*Short exercise*: Transcribe the records in full, keeping every character as it is.

——————

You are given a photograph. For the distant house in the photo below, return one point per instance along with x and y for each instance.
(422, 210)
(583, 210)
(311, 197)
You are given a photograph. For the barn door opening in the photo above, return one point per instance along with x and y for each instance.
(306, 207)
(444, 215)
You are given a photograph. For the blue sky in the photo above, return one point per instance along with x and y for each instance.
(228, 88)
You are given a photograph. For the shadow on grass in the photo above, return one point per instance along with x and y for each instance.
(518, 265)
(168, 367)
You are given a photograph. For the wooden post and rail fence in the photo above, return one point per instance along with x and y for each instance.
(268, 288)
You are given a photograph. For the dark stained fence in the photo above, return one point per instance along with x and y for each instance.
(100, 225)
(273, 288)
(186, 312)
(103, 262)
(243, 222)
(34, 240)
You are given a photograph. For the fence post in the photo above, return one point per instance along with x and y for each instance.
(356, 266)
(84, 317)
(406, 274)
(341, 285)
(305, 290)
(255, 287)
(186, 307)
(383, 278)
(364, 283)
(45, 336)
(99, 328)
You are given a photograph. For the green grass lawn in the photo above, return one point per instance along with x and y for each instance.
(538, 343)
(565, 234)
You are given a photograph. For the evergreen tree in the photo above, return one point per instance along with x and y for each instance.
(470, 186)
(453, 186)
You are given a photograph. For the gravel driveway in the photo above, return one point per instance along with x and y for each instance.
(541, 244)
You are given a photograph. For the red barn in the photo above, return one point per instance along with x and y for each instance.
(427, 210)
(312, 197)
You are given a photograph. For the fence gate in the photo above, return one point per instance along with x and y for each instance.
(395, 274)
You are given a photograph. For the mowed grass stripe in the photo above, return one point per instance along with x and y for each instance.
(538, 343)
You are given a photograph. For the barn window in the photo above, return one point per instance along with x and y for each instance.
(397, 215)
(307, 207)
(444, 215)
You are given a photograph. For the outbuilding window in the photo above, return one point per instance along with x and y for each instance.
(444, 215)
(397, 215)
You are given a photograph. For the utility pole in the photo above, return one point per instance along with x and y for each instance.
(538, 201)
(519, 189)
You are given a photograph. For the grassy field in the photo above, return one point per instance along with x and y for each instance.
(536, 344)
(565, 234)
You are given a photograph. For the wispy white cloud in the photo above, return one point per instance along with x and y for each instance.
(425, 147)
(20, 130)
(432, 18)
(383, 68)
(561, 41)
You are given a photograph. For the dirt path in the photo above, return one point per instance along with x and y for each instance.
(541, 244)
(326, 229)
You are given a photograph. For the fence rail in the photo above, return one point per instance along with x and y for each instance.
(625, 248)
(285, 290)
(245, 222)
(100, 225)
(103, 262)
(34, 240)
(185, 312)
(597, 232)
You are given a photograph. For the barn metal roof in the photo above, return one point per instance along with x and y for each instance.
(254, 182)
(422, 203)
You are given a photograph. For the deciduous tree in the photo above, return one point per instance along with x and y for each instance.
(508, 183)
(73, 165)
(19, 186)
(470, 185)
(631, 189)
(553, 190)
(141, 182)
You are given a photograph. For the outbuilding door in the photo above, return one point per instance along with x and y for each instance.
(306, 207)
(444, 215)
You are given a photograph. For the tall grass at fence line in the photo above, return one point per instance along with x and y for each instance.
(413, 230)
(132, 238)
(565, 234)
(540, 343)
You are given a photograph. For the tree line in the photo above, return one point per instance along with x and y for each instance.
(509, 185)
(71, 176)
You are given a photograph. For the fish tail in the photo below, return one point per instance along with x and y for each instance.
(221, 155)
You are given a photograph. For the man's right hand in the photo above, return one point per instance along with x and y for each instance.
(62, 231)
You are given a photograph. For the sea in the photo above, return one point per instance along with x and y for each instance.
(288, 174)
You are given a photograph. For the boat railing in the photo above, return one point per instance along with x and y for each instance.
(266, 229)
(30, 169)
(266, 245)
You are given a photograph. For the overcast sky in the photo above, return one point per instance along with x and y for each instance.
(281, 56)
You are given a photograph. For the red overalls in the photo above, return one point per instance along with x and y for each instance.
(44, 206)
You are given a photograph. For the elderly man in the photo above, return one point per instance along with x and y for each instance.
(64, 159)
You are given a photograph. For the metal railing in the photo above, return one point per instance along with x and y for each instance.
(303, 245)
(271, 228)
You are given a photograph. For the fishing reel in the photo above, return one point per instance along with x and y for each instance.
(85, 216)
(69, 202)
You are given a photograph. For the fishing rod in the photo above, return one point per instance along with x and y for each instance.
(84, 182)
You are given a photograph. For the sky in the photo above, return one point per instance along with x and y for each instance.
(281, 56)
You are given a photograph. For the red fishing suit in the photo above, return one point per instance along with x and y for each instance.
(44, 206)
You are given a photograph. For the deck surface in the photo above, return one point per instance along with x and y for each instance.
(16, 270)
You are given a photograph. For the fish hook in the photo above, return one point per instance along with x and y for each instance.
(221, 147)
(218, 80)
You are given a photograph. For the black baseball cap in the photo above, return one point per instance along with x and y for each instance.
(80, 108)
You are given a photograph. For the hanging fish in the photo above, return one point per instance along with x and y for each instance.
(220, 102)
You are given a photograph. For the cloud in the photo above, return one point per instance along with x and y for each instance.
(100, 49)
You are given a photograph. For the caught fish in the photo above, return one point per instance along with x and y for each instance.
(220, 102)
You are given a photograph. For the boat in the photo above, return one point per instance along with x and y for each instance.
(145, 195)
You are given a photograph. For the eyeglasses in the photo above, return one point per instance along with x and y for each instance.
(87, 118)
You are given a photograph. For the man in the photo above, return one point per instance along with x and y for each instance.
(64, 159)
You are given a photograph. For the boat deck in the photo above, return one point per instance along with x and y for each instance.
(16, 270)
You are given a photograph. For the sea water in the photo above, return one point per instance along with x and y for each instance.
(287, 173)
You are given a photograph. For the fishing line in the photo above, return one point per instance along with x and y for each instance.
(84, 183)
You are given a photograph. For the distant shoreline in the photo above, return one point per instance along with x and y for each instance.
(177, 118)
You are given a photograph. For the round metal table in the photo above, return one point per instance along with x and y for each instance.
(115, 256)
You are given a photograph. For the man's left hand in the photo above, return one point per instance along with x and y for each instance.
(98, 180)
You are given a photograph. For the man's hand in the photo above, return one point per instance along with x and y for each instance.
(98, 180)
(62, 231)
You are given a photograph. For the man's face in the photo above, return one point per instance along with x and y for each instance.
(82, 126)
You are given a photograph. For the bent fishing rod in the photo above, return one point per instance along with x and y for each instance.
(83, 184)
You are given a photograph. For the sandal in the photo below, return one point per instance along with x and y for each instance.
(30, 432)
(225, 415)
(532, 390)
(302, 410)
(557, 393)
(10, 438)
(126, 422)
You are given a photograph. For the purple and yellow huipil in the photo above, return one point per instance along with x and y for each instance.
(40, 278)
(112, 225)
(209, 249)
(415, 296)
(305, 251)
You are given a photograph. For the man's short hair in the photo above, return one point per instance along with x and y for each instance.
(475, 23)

——————

*The result*:
You are given a photograph. For the distant house in the photo below, return one point per instance along with x and y for each instance.
(422, 210)
(583, 210)
(311, 197)
You are given a photograph. For the barn door opening in the photo above, return one point per instance along with x and y for each instance.
(306, 207)
(444, 215)
You are given a photograph. For the blue sky in the photo above, return one point per instance along with x and y for each instance.
(228, 88)
You are given a photograph. For the shadow on grass in the photo above, return one point per instance along with x and y for each instance.
(518, 265)
(168, 367)
You are given a photograph. For the wooden post and rail fence in the photo above, return one point per instance along with x and y for each instance.
(268, 288)
You are given a photograph. For the dark stained fence in the photo above, return one point per instance along with x and y for each instance.
(100, 225)
(273, 288)
(186, 312)
(103, 262)
(243, 222)
(34, 240)
You are given a photograph. For the fence post in the photo above, return one point per instance along with x and y for each instance.
(356, 266)
(84, 317)
(406, 274)
(341, 285)
(305, 290)
(255, 287)
(186, 307)
(383, 278)
(364, 283)
(45, 336)
(99, 328)
You are given a photograph. For the green grass lawn in the photo above, return one point per instance along with x and y for each instance.
(538, 343)
(565, 234)
You are given a photograph. For the evergreen tree in the photo above, return one point per instance along with x and y for each instance.
(470, 186)
(453, 186)
You are given a photograph. For the gravel driveway in the photo above, return one point per instance along with x and y for each instance.
(541, 244)
You are given a photograph. For the red barn in the photo above, return one point per instance along with x and y for each instance.
(427, 210)
(312, 197)
You are given a photograph. For the fence gate in the photo above, return one point per instance along with x and y for each instance.
(395, 274)
You are given a photograph. For the mowed grass stripe in the photo above, return one point per instance along with x and y for each instance.
(538, 343)
You are given a photograph. For the barn window in the photo above, return one point per instance along with x and y for each instance.
(397, 215)
(307, 207)
(444, 215)
You are given a photograph. For the outbuilding window in the photo above, return one point per instance along with x and y for each instance.
(444, 215)
(397, 215)
You are given a photograph. For the utility pole in the photo above, return one point per instance along with x and y for each instance.
(538, 201)
(519, 189)
You are given a photograph. For the grassy field in the photo above, return one point per instance along with x and y for each instance.
(536, 344)
(565, 234)
You are given a photograph. For the wispy white cloud in the photo above, return one point per instance along with x and y for each instance.
(425, 147)
(20, 130)
(432, 18)
(383, 68)
(561, 41)
You are given a photograph. For the dirt path in the photo above, return one point per instance along with x and y for each instance.
(541, 244)
(326, 229)
You are given a photograph. For the fence rail in the photo above, return one point per instance along with x and y for each instance.
(625, 248)
(285, 290)
(245, 222)
(100, 225)
(103, 262)
(34, 240)
(185, 312)
(597, 232)
You are given a photograph. For the barn metal roof in the photo above, return one point per instance along with x and y for each instance.
(254, 182)
(422, 203)
You are given a photograph. For the deciduous tree in the photo above, return one point per instance along with x and y for each instance.
(508, 183)
(73, 165)
(19, 186)
(470, 185)
(631, 189)
(553, 190)
(141, 182)
You are given a photograph. For the outbuilding door in the photo above, return one point per instance along with x and y for each instance.
(306, 207)
(444, 215)
You are given a photograph. For the tall grass at fence line in the photo above, return one point per instance along with x and y for each instance.
(413, 230)
(132, 238)
(565, 234)
(540, 343)
You are given a photograph. For the tree line in the photo above, return one point per instance along with x and y for each instance.
(509, 185)
(71, 176)
You are given a photograph. For the fish tail in the photo below, return one point per instance along with x and y for each instance.
(221, 155)
You are given a photograph. For the man's right hand in the photo above, return one point per instance along with x and y for each instance.
(62, 231)
You are given a photograph. For the sea in the photo above, return one point per instance along with x and y for each instance.
(288, 174)
You are given a photograph. For the boat railing in the photo above, return one point per instance along with x and y for each instance.
(266, 229)
(30, 169)
(266, 245)
You are given a photograph. For the overcast sky in the photo above, return one point per instance along with x and y for each instance.
(281, 56)
You are given a photograph. For the red overalls in the photo above, return one point per instance along with x and y for each instance.
(44, 206)
You are given a photograph. For the elderly man in the photo above, return one point per instance along with x and y for each instance.
(64, 159)
You are given a photograph. For the metal railing in the photo above, return one point per instance along with x and y for each instance.
(303, 245)
(271, 228)
You are given a photograph. For the fishing reel in the photo above, return one point per instance along with x and y for each instance.
(85, 216)
(69, 202)
You are given a photograph. For the fishing rod in the photo above, return one point per instance along with x and y for each instance.
(84, 182)
You are given a photograph. For the sky in the photo above, return one point per instance along with x and y for each instance.
(281, 56)
You are given a photograph. For the red fishing suit in the photo above, return one point per instance along with x and y for each instance.
(44, 206)
You are given a photograph. For the deck surface in the photo above, return one point per instance along with x and y for each instance.
(16, 270)
You are given a photograph. For the fish hook in the photo above, return one point per instance along with x and y for each instance.
(221, 147)
(218, 80)
You are given a photograph. For the black baseball cap in the photo above, return one point per instance along with x and y for each instance.
(80, 108)
You are given a photograph. For the hanging fish in the photo above, return one point per instance along with x and y for each instance.
(220, 102)
You are given a photograph. For the cloud in the photo above, return one point per instance along with x and y for each instance.
(100, 49)
You are given a photograph. For the caught fish in the photo above, return one point per instance along with x and y for each instance.
(220, 102)
You are given a photograph. For the boat in the photo above, return one point per instance along with x and y for each instance.
(145, 195)
You are given a photograph. For the eyeglasses in the photo above, return one point per instance along with x and y for each instance.
(87, 118)
You are given a photograph. For the man in the photo above, return one point per instance along with x and y for each instance.
(64, 159)
You are given a photograph. For the boat deck in the photo above, return one point per instance along with x and y for each instance.
(16, 270)
You are given a photograph. For the sea water in the photo above, return one point per instance along with x and y for each instance.
(287, 173)
You are given a photograph. For the fishing line in the photo above, return one point per instance along with x and y for each instance.
(84, 183)
You are given a photograph. For the distant shoreline in the photo above, return one point per instance along with x and y for each instance.
(177, 118)
You are given a photograph. For the round metal table in the photo above, return one point per instance along with x and y for each instance.
(115, 256)
You are given a photograph. For the man's left hand in the photo above, return one point per instance along with x and y for each instance.
(98, 180)
You are given a photograph. For the man's hand in the photo above, return one point per instance along with x and y for each instance.
(98, 180)
(62, 231)
You are given a photograph. For the man's face in the photo above, return one point per instance along with x and y for each instance.
(82, 126)
You are given a photograph. For the bent fishing rod in the photo above, return one point per instance along with x and y for each instance.
(83, 184)
You are given a photograph. For the sandal in the photo below, return one point per instance along with x and y for each instance.
(30, 432)
(225, 415)
(532, 390)
(302, 410)
(557, 393)
(10, 438)
(126, 422)
You are given a photograph. For the purple and yellow huipil in the photo above, return one point per instance along with x and y for each instance.
(40, 278)
(112, 225)
(209, 249)
(415, 296)
(305, 251)
You are given a photograph. For the man's short hair in the photo above, return one point per instance along with x and y for each instance.
(475, 23)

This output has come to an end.